- [SHORT PROBLEM]: Print every one of the rows below word for word, without changing anything.

--- Begin AVAILABLE RECORDS ---

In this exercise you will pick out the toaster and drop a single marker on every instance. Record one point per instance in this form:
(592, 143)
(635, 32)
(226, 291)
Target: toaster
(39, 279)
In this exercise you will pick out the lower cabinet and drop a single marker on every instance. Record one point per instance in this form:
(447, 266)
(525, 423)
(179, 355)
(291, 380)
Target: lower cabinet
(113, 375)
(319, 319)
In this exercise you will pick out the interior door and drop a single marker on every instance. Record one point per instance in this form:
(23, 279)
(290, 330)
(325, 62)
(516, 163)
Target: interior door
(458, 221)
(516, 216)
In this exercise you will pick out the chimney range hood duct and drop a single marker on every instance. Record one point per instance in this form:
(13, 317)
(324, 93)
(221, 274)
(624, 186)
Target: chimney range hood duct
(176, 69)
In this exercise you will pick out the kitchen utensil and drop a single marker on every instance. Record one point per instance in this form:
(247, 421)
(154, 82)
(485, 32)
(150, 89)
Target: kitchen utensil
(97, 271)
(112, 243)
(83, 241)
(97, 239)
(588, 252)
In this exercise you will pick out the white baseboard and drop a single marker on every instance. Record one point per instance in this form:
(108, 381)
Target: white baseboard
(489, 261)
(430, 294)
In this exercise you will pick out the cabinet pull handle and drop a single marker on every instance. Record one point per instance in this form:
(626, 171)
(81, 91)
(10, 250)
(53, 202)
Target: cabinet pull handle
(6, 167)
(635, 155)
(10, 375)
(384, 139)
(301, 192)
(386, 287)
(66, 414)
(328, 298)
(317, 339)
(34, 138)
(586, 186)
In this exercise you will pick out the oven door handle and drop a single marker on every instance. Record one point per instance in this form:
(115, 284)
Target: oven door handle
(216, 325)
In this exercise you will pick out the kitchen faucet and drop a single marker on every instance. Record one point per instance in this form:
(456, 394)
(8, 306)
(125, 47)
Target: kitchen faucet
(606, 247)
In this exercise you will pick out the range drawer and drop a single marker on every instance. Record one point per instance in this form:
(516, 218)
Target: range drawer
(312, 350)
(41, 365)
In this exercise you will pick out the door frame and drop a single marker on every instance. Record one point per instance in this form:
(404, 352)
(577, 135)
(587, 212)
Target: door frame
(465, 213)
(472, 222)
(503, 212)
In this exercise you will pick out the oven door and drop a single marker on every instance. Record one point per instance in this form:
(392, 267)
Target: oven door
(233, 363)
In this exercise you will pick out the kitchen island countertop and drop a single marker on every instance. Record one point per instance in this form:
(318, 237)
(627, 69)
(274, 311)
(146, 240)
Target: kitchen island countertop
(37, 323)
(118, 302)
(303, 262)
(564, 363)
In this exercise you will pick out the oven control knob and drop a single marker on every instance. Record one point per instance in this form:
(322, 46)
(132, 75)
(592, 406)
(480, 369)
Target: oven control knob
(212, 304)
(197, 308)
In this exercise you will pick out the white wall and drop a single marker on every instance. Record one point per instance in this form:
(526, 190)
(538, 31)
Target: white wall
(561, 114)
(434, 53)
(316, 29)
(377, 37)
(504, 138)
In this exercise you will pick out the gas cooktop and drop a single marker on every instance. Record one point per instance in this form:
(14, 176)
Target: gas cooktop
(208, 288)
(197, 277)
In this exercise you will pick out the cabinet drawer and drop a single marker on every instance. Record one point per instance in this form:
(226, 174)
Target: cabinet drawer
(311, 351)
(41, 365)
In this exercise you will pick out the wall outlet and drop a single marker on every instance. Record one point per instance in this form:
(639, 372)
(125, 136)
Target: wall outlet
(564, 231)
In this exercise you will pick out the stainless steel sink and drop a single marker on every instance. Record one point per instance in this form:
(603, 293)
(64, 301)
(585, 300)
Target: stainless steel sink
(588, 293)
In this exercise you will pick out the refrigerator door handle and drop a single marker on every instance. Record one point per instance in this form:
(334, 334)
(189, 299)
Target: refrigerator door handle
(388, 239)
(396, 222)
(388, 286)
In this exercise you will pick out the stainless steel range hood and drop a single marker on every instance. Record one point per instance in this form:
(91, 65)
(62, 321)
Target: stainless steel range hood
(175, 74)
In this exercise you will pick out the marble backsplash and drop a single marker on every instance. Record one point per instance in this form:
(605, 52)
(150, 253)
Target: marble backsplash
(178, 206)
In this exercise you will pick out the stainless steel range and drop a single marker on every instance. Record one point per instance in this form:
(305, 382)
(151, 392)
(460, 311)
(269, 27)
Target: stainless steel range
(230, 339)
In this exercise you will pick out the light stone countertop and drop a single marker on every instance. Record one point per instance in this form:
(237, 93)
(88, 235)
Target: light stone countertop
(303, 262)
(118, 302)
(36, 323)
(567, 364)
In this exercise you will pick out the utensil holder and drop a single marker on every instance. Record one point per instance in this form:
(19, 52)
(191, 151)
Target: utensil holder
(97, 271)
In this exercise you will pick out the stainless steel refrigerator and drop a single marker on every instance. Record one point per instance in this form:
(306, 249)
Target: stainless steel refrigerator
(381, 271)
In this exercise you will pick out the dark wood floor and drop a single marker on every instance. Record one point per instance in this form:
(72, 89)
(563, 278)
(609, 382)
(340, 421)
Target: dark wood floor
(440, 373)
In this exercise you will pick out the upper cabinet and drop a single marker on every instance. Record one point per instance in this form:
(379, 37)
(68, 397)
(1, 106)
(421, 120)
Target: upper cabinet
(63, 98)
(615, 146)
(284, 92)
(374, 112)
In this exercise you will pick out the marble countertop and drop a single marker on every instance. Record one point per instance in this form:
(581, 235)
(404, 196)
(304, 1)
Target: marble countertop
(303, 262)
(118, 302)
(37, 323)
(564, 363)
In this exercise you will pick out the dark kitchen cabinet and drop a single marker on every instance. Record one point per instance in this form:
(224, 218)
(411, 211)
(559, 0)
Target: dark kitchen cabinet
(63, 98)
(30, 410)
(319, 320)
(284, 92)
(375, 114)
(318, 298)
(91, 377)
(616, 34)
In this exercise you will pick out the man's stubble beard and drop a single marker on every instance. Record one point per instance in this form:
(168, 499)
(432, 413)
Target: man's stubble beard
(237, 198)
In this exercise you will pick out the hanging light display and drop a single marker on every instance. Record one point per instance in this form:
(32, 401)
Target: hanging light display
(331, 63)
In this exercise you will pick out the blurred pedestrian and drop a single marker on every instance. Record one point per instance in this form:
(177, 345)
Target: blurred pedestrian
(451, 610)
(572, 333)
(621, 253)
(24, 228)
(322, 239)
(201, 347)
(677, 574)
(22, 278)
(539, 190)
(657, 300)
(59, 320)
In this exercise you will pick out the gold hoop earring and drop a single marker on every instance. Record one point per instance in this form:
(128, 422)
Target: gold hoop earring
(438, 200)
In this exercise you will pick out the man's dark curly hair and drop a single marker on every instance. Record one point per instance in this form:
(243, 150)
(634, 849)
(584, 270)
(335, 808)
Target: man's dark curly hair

--- End AVAILABLE RECORDS ---

- [CORRECT RESPONSE]:
In this exercise you will pick out the toaster and drop a single marker on every instance. Record one point per instance in this form:
(592, 143)
(635, 32)
(226, 291)
Target: toaster
(39, 279)
In this exercise you will pick out the lower cabinet and drop a single marker on every instance. Record one point per instance in this form:
(447, 266)
(525, 423)
(179, 355)
(291, 380)
Target: lower cabinet
(113, 375)
(319, 319)
In this exercise you will pick out the interior door and drop a single marker on every instance. Record one point per instance in this form:
(23, 279)
(290, 330)
(325, 62)
(516, 163)
Target: interior door
(458, 221)
(516, 216)
In this exercise you will pick out the chimney range hood duct and drop a single marker on every instance. Record one point per instance in this form:
(13, 317)
(324, 93)
(221, 274)
(624, 186)
Target: chimney range hood duct
(176, 69)
In this exercise you will pick out the kitchen utensil and drop a single marker on every instance. Record one point per instance in this form:
(247, 421)
(154, 82)
(485, 32)
(150, 89)
Target: kitchen utensil
(97, 271)
(112, 243)
(83, 241)
(97, 239)
(588, 252)
In this exercise you will pick out the white baseboard and drop a single marker on every instance. Record one point per instance in this form:
(108, 381)
Target: white baseboard
(489, 261)
(430, 294)
In this exercise you will pick out the cabinet pull handle and drop a single marker on every instance. Record one point per instance in this form:
(626, 171)
(81, 91)
(10, 250)
(53, 202)
Target: cabinet pull handle
(6, 167)
(635, 155)
(10, 375)
(384, 139)
(301, 192)
(386, 287)
(66, 414)
(328, 298)
(317, 339)
(34, 138)
(586, 186)
In this exercise you will pick out the oven door handle and drop a single marker on every instance. Record one point per instance in this form:
(115, 284)
Target: oven door handle
(216, 325)
In this exercise you will pick out the kitchen faucet and drop a single marker on every instance. Record one point per instance in this form:
(456, 394)
(8, 306)
(125, 47)
Target: kitchen faucet
(606, 247)
In this exercise you will pick out the range drawer and drop a single marker on every instance. Record one point per instance in this form:
(516, 218)
Target: range drawer
(312, 350)
(41, 365)
In this exercise you will pick out the door frame and drop a single marker on every instance. Record one point per instance in this form:
(404, 352)
(577, 135)
(587, 212)
Target: door frame
(465, 213)
(472, 222)
(503, 212)
In this exercise you will pick out the oven door and drop a single marker on every instance. Record one point per instance in this form:
(392, 267)
Target: oven door
(233, 363)
In this exercise you will pick out the kitchen island countertop and drop a single marker on every instance. Record one point per instance in this form:
(318, 237)
(627, 69)
(274, 311)
(146, 240)
Target: kitchen island countertop
(37, 323)
(118, 302)
(303, 262)
(564, 363)
In this exercise you will pick out the oven control knob and drop a single marker on every instance. Record one point per instance in this form:
(322, 46)
(132, 75)
(592, 406)
(480, 369)
Target: oven control knob
(212, 304)
(197, 308)
In this exercise you will pick out the white wall and drop a single marker on every instance. Record one point per instance in this form:
(526, 190)
(538, 31)
Target: white wall
(561, 114)
(434, 53)
(316, 29)
(377, 37)
(504, 138)
In this exercise you will pick out the gas cooktop and drop a single marker on every instance. Record one point per instance in this form:
(14, 176)
Target: gas cooktop
(208, 288)
(197, 277)
In this exercise you will pick out the cabinet drawer and drop a single marker on every instance. Record one point per instance in this form:
(226, 174)
Target: cabinet drawer
(311, 351)
(41, 365)
In this exercise you will pick out the wall outlet and drop a single marker on every instance. Record one point per instance in this form:
(639, 372)
(125, 136)
Target: wall outlet
(564, 231)
In this exercise you will pick out the stainless steel sink and drop a single marker on every instance. Record one point per instance in this form:
(603, 293)
(64, 301)
(585, 300)
Target: stainless steel sink
(588, 293)
In this exercise you will pick out the refrigerator door handle and drop a single marker on every instance. Record one point per instance in this form:
(334, 334)
(189, 299)
Target: refrigerator door handle
(388, 239)
(396, 222)
(388, 286)
In this exercise you will pick out the stainless steel range hood and drop a single marker on every instance. Record one point per instance in this form:
(91, 65)
(62, 321)
Target: stainless steel range hood
(175, 74)
In this exercise you will pick out the marble backsplash and drop a single marker on every instance. Record one point per instance in this form:
(605, 52)
(150, 253)
Target: marble backsplash
(178, 206)
In this exercise you will pick out the stainless steel range and drop a single marker on every instance. Record one point per instance in this form:
(305, 382)
(151, 392)
(460, 311)
(269, 27)
Target: stainless steel range
(230, 339)
In this exercise you will pick out the light stone countertop and drop a single marker on every instance. Record one point per instance in this form:
(237, 93)
(88, 235)
Target: light stone countertop
(303, 262)
(118, 302)
(36, 323)
(567, 364)
In this exercise you will pick out the utensil holder and drop a single marker on every instance. Record one point per instance in this form:
(19, 52)
(191, 151)
Target: utensil holder
(97, 271)
In this exercise you will pick out the stainless steel refrigerator and drop a single marker on every instance. Record one point per instance in this form:
(306, 249)
Target: stainless steel refrigerator
(381, 271)
In this exercise you will pick out the dark wood floor and drop a single marker on every instance. Record one point per instance in this form:
(72, 89)
(563, 278)
(609, 382)
(340, 421)
Target: dark wood floor
(440, 373)
In this exercise you will pick out the upper cabinet and drop a single marker on every instance. Record one point per instance in this form:
(379, 37)
(68, 397)
(1, 106)
(421, 120)
Target: upper cabinet
(63, 98)
(615, 146)
(284, 92)
(374, 112)
In this exercise you will pick out the marble countertop and drop a single marker on every instance. Record one point per instance in this form:
(581, 235)
(404, 196)
(304, 1)
Target: marble countertop
(303, 262)
(118, 302)
(37, 323)
(564, 363)
In this exercise you will pick out the dark kitchen cabinet and drop a single marker on every instance. Record one point per instance in this form:
(224, 218)
(411, 211)
(559, 0)
Target: dark kitchen cabinet
(63, 98)
(30, 410)
(319, 320)
(284, 92)
(375, 114)
(318, 298)
(91, 377)
(616, 34)
In this exercise you will pick out the man's stubble beard and drop a single marker on every instance. Record one point per instance in this form:
(168, 499)
(432, 413)
Target: man's stubble beard
(237, 198)
In this exercise you will pick out the hanging light display and drop a single marker on every instance. Record one point per instance in this form:
(32, 401)
Target: hanging light display
(331, 63)
In this exercise you will pick out the blurred pedestrian and drop a single marker on every instance. Record one point per instance in this form:
(177, 345)
Target: blurred pedestrian
(451, 610)
(572, 333)
(621, 253)
(24, 228)
(322, 239)
(201, 347)
(677, 574)
(22, 278)
(539, 190)
(657, 300)
(59, 320)
In this exercise you will pick out the gold hoop earring and drop a single marker on every instance. Record one point per instance in this form:
(128, 422)
Target: gold hoop earring
(438, 200)
In this exercise you will pick out the man's dark curly hair and drop a single marker on every instance. Record one point per instance in this form:
(243, 150)
(634, 849)
(584, 270)
(335, 808)
Target: man's dark curly hair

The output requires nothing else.